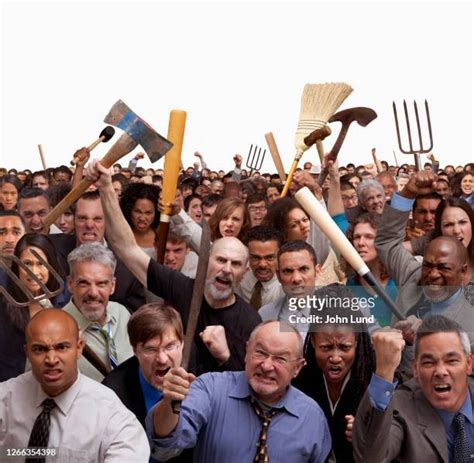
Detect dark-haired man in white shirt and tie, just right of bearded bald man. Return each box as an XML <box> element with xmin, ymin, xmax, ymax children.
<box><xmin>236</xmin><ymin>225</ymin><xmax>284</xmax><ymax>310</ymax></box>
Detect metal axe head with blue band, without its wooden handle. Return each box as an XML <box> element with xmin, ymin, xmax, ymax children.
<box><xmin>104</xmin><ymin>100</ymin><xmax>173</xmax><ymax>162</ymax></box>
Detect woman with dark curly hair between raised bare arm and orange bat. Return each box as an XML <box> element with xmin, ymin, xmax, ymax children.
<box><xmin>120</xmin><ymin>183</ymin><xmax>160</xmax><ymax>257</ymax></box>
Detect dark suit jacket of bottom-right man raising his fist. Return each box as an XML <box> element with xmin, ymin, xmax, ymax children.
<box><xmin>352</xmin><ymin>379</ymin><xmax>474</xmax><ymax>463</ymax></box>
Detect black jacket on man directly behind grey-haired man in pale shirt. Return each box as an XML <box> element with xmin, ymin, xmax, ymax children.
<box><xmin>49</xmin><ymin>233</ymin><xmax>146</xmax><ymax>312</ymax></box>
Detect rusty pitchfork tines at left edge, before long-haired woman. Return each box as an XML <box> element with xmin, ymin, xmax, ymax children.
<box><xmin>0</xmin><ymin>249</ymin><xmax>64</xmax><ymax>307</ymax></box>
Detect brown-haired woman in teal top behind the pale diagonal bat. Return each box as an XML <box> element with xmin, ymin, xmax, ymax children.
<box><xmin>346</xmin><ymin>213</ymin><xmax>397</xmax><ymax>327</ymax></box>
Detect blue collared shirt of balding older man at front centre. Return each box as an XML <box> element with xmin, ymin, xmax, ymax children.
<box><xmin>146</xmin><ymin>372</ymin><xmax>331</xmax><ymax>463</ymax></box>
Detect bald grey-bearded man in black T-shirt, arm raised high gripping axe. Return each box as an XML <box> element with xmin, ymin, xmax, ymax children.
<box><xmin>86</xmin><ymin>161</ymin><xmax>261</xmax><ymax>375</ymax></box>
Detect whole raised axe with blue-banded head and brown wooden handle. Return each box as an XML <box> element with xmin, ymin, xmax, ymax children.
<box><xmin>44</xmin><ymin>100</ymin><xmax>172</xmax><ymax>230</ymax></box>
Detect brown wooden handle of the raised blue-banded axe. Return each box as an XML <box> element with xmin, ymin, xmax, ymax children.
<box><xmin>44</xmin><ymin>133</ymin><xmax>138</xmax><ymax>230</ymax></box>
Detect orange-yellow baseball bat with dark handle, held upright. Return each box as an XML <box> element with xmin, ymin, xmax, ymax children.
<box><xmin>156</xmin><ymin>109</ymin><xmax>186</xmax><ymax>264</ymax></box>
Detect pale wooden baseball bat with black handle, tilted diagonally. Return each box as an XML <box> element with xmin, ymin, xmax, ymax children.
<box><xmin>295</xmin><ymin>187</ymin><xmax>405</xmax><ymax>320</ymax></box>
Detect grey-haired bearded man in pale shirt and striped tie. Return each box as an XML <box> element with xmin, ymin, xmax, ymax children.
<box><xmin>63</xmin><ymin>243</ymin><xmax>133</xmax><ymax>381</ymax></box>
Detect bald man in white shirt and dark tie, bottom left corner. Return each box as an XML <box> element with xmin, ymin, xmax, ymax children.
<box><xmin>0</xmin><ymin>309</ymin><xmax>150</xmax><ymax>463</ymax></box>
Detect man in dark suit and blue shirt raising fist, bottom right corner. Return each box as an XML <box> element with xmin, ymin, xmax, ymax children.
<box><xmin>352</xmin><ymin>315</ymin><xmax>474</xmax><ymax>463</ymax></box>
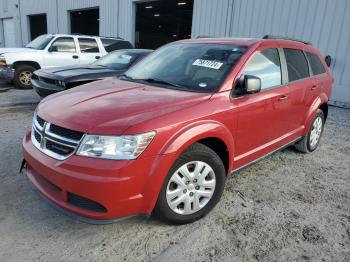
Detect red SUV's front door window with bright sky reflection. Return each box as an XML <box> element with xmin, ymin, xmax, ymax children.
<box><xmin>243</xmin><ymin>48</ymin><xmax>282</xmax><ymax>89</ymax></box>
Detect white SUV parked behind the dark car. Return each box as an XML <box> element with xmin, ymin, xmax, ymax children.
<box><xmin>0</xmin><ymin>34</ymin><xmax>133</xmax><ymax>88</ymax></box>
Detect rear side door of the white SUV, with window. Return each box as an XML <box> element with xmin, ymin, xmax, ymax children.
<box><xmin>78</xmin><ymin>37</ymin><xmax>103</xmax><ymax>64</ymax></box>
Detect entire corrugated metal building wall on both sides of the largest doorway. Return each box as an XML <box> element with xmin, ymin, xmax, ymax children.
<box><xmin>0</xmin><ymin>0</ymin><xmax>350</xmax><ymax>104</ymax></box>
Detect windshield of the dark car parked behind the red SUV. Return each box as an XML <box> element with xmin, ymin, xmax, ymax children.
<box><xmin>93</xmin><ymin>51</ymin><xmax>144</xmax><ymax>69</ymax></box>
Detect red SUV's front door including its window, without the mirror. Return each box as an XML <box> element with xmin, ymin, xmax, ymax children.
<box><xmin>232</xmin><ymin>48</ymin><xmax>290</xmax><ymax>168</ymax></box>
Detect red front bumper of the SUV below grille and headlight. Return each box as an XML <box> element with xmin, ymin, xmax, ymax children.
<box><xmin>23</xmin><ymin>132</ymin><xmax>173</xmax><ymax>223</ymax></box>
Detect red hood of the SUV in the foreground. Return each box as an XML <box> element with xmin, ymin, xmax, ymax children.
<box><xmin>37</xmin><ymin>78</ymin><xmax>211</xmax><ymax>135</ymax></box>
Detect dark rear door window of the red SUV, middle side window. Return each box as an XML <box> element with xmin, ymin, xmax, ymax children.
<box><xmin>284</xmin><ymin>48</ymin><xmax>310</xmax><ymax>82</ymax></box>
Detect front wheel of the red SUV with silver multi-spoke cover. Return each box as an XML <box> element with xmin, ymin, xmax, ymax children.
<box><xmin>155</xmin><ymin>143</ymin><xmax>226</xmax><ymax>224</ymax></box>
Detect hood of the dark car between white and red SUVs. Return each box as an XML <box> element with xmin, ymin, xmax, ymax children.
<box><xmin>36</xmin><ymin>65</ymin><xmax>122</xmax><ymax>81</ymax></box>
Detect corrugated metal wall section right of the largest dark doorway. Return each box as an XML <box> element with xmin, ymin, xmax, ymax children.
<box><xmin>192</xmin><ymin>0</ymin><xmax>350</xmax><ymax>106</ymax></box>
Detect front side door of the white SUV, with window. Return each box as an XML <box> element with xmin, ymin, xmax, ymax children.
<box><xmin>44</xmin><ymin>37</ymin><xmax>79</xmax><ymax>67</ymax></box>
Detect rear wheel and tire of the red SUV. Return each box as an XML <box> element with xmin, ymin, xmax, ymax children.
<box><xmin>294</xmin><ymin>109</ymin><xmax>325</xmax><ymax>153</ymax></box>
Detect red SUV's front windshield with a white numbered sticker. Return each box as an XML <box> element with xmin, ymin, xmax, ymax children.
<box><xmin>124</xmin><ymin>43</ymin><xmax>246</xmax><ymax>92</ymax></box>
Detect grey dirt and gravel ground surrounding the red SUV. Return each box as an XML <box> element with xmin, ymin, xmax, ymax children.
<box><xmin>0</xmin><ymin>85</ymin><xmax>350</xmax><ymax>261</ymax></box>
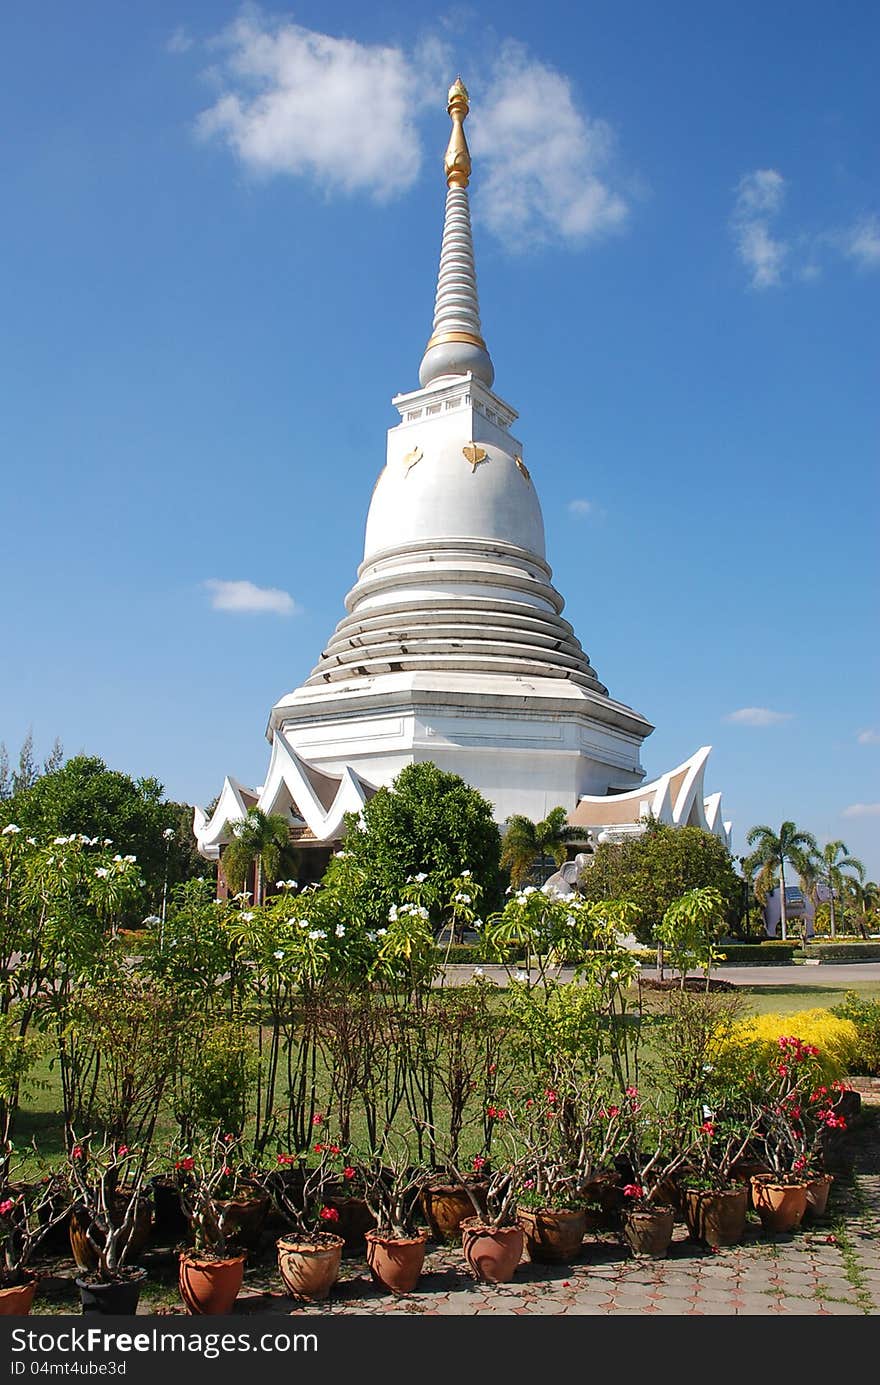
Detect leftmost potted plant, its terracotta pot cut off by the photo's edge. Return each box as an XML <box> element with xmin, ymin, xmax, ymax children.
<box><xmin>0</xmin><ymin>1145</ymin><xmax>69</xmax><ymax>1317</ymax></box>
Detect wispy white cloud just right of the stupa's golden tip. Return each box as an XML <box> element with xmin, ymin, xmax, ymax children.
<box><xmin>471</xmin><ymin>40</ymin><xmax>628</xmax><ymax>251</ymax></box>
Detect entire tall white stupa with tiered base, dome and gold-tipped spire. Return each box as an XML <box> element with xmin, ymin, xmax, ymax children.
<box><xmin>194</xmin><ymin>79</ymin><xmax>731</xmax><ymax>859</ymax></box>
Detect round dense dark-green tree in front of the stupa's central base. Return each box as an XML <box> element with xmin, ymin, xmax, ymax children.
<box><xmin>324</xmin><ymin>760</ymin><xmax>502</xmax><ymax>929</ymax></box>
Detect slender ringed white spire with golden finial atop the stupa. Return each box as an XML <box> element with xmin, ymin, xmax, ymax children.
<box><xmin>419</xmin><ymin>78</ymin><xmax>495</xmax><ymax>389</ymax></box>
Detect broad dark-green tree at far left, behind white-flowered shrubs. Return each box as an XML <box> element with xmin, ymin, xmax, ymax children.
<box><xmin>0</xmin><ymin>752</ymin><xmax>206</xmax><ymax>922</ymax></box>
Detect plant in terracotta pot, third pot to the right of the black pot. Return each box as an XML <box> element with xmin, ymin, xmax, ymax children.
<box><xmin>356</xmin><ymin>1134</ymin><xmax>428</xmax><ymax>1294</ymax></box>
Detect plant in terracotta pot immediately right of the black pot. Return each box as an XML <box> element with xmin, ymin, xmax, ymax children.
<box><xmin>175</xmin><ymin>1130</ymin><xmax>245</xmax><ymax>1314</ymax></box>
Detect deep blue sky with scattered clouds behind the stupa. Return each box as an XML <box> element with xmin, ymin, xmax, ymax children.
<box><xmin>0</xmin><ymin>0</ymin><xmax>880</xmax><ymax>878</ymax></box>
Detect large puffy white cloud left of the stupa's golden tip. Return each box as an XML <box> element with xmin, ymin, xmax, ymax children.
<box><xmin>197</xmin><ymin>11</ymin><xmax>424</xmax><ymax>201</ymax></box>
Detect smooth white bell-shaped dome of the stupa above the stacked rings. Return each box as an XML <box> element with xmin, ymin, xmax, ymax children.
<box><xmin>363</xmin><ymin>436</ymin><xmax>545</xmax><ymax>562</ymax></box>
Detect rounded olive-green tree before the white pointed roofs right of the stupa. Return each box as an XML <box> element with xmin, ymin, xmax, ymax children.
<box><xmin>579</xmin><ymin>821</ymin><xmax>743</xmax><ymax>945</ymax></box>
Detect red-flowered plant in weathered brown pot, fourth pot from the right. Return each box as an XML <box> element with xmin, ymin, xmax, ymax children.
<box><xmin>621</xmin><ymin>1087</ymin><xmax>692</xmax><ymax>1260</ymax></box>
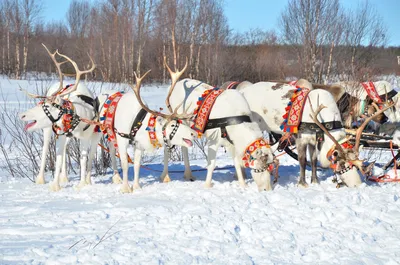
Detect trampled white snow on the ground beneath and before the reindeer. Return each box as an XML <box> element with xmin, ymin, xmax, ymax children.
<box><xmin>0</xmin><ymin>75</ymin><xmax>400</xmax><ymax>264</ymax></box>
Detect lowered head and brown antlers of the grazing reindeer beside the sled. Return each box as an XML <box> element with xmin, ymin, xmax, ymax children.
<box><xmin>310</xmin><ymin>102</ymin><xmax>393</xmax><ymax>187</ymax></box>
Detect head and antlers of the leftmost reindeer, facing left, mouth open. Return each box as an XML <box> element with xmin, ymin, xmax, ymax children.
<box><xmin>19</xmin><ymin>44</ymin><xmax>96</xmax><ymax>131</ymax></box>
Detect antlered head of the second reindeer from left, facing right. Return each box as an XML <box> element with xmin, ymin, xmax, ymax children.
<box><xmin>131</xmin><ymin>58</ymin><xmax>195</xmax><ymax>147</ymax></box>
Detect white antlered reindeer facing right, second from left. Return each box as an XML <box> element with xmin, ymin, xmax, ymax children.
<box><xmin>93</xmin><ymin>68</ymin><xmax>194</xmax><ymax>193</ymax></box>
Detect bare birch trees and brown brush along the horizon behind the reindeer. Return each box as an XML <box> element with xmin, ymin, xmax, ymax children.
<box><xmin>0</xmin><ymin>0</ymin><xmax>400</xmax><ymax>84</ymax></box>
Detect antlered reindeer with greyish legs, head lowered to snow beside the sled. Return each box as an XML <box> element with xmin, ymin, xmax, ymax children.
<box><xmin>241</xmin><ymin>82</ymin><xmax>393</xmax><ymax>187</ymax></box>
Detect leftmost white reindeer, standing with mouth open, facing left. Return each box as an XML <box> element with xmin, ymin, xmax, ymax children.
<box><xmin>20</xmin><ymin>44</ymin><xmax>97</xmax><ymax>191</ymax></box>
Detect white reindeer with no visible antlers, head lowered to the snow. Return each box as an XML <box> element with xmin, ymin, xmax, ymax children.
<box><xmin>162</xmin><ymin>72</ymin><xmax>273</xmax><ymax>191</ymax></box>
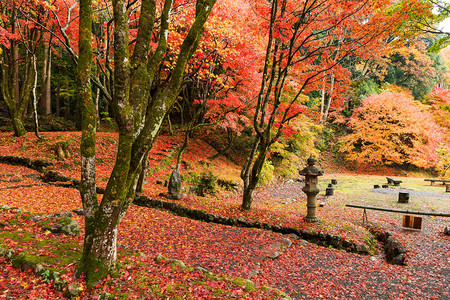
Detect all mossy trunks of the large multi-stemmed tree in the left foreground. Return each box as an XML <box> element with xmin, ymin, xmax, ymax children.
<box><xmin>78</xmin><ymin>0</ymin><xmax>216</xmax><ymax>285</ymax></box>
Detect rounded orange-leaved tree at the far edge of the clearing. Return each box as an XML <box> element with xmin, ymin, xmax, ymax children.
<box><xmin>340</xmin><ymin>92</ymin><xmax>443</xmax><ymax>168</ymax></box>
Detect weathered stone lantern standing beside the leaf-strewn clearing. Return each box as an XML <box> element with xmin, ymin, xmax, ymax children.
<box><xmin>299</xmin><ymin>157</ymin><xmax>323</xmax><ymax>223</ymax></box>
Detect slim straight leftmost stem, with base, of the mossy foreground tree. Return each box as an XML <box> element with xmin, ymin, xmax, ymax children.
<box><xmin>77</xmin><ymin>0</ymin><xmax>100</xmax><ymax>286</ymax></box>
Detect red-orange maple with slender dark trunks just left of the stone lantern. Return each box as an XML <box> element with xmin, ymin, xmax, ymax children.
<box><xmin>237</xmin><ymin>0</ymin><xmax>428</xmax><ymax>210</ymax></box>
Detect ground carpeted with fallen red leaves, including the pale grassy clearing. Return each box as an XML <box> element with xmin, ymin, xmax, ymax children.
<box><xmin>0</xmin><ymin>133</ymin><xmax>450</xmax><ymax>299</ymax></box>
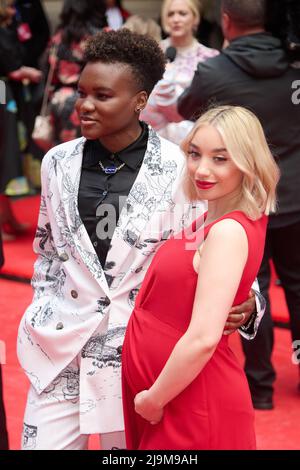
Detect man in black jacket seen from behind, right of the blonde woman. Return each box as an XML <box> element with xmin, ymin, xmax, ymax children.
<box><xmin>178</xmin><ymin>0</ymin><xmax>300</xmax><ymax>410</ymax></box>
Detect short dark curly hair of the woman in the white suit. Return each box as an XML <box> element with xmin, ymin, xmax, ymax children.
<box><xmin>84</xmin><ymin>28</ymin><xmax>166</xmax><ymax>95</ymax></box>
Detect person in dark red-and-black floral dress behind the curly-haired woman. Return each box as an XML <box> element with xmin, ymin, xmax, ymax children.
<box><xmin>49</xmin><ymin>0</ymin><xmax>107</xmax><ymax>145</ymax></box>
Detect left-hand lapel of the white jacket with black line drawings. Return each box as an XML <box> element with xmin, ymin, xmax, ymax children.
<box><xmin>54</xmin><ymin>138</ymin><xmax>109</xmax><ymax>295</ymax></box>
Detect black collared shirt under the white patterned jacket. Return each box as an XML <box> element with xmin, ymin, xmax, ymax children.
<box><xmin>78</xmin><ymin>122</ymin><xmax>148</xmax><ymax>267</ymax></box>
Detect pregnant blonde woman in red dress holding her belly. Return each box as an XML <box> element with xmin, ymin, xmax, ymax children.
<box><xmin>123</xmin><ymin>106</ymin><xmax>279</xmax><ymax>449</ymax></box>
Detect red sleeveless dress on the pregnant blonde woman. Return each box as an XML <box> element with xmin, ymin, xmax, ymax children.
<box><xmin>122</xmin><ymin>211</ymin><xmax>267</xmax><ymax>449</ymax></box>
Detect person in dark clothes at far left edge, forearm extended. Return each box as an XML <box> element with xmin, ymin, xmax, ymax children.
<box><xmin>0</xmin><ymin>0</ymin><xmax>42</xmax><ymax>240</ymax></box>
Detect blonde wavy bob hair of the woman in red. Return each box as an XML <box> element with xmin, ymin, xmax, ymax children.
<box><xmin>181</xmin><ymin>106</ymin><xmax>279</xmax><ymax>220</ymax></box>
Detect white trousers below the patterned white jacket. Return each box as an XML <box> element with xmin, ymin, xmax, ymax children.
<box><xmin>21</xmin><ymin>358</ymin><xmax>126</xmax><ymax>450</ymax></box>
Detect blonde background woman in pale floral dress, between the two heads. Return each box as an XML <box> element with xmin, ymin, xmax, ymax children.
<box><xmin>141</xmin><ymin>0</ymin><xmax>219</xmax><ymax>143</ymax></box>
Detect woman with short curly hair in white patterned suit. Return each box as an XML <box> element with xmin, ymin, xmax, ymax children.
<box><xmin>18</xmin><ymin>29</ymin><xmax>260</xmax><ymax>450</ymax></box>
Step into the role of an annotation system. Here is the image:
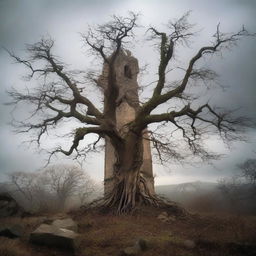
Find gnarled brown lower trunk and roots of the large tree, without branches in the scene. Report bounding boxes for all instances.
[105,132,157,214]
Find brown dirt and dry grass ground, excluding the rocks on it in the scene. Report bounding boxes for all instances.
[0,208,256,256]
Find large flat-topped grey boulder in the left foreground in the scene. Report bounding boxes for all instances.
[29,224,78,250]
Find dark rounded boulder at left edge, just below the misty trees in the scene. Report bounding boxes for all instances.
[0,193,25,218]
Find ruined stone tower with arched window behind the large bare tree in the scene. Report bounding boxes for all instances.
[98,50,154,193]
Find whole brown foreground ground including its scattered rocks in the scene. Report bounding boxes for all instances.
[0,204,256,256]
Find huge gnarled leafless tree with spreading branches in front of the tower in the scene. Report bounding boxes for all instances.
[9,13,255,213]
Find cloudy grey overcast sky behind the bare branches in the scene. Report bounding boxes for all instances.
[0,0,256,184]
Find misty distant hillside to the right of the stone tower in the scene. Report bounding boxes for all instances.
[156,181,256,215]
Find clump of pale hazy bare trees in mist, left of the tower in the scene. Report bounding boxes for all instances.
[8,165,95,211]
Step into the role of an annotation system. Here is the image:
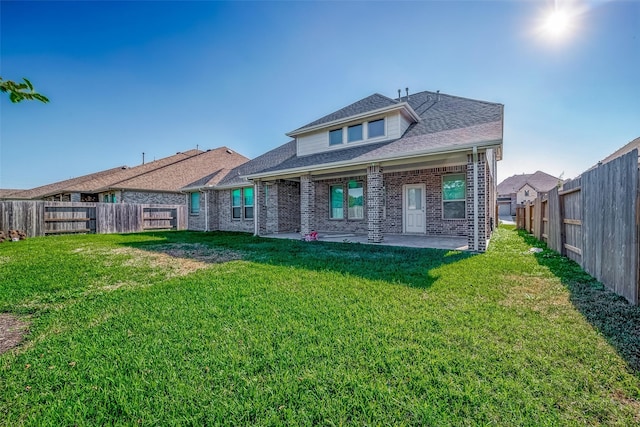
◆ ◆ ◆
Set out nothing but the lines from the line with "Find clump of" through the end of the material, reproduced exactly, both ends included, pictures omitted.

SOLUTION TO THIS TASK:
Find clump of pale hazy bare trees in mist, left of the tower in the scene. Report bounding boxes for all instances.
[8,165,95,211]
Step into the role of an annotation system. Here is the image:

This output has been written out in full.